DO THIS. From the rows below, extract every line that contains the string "lake" and copy each one unchanged.

===== MATERIAL SHOWN =====

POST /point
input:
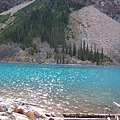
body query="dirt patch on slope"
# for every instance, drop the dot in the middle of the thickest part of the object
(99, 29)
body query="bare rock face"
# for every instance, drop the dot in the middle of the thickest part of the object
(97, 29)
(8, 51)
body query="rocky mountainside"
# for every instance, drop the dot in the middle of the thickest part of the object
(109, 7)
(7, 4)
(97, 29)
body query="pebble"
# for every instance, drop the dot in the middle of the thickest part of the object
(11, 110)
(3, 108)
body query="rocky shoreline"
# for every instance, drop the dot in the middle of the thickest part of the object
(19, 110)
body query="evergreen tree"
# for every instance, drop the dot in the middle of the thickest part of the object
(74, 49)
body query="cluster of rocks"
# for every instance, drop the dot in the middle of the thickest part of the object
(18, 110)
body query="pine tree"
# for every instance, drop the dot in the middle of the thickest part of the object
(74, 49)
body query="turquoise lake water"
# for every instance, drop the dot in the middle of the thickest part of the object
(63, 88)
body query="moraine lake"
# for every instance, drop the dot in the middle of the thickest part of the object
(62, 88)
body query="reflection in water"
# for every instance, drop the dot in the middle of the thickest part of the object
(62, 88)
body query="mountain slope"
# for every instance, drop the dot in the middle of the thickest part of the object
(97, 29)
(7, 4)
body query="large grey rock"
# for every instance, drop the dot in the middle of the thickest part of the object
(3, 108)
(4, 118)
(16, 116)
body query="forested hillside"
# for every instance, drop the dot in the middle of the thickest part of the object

=====
===== MATERIAL SHOWN =====

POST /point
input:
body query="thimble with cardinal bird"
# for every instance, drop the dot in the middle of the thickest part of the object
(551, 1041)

=====
===== MATERIAL SHOWN =====

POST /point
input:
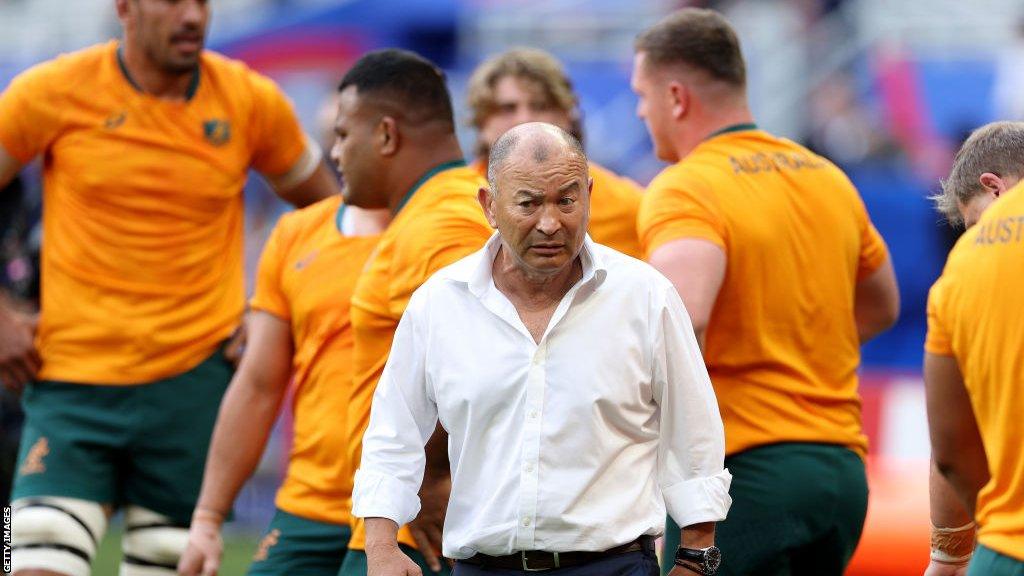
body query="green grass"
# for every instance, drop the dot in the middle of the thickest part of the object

=====

RESPONSE.
body query="turquoise lake water"
body query="moraine lake"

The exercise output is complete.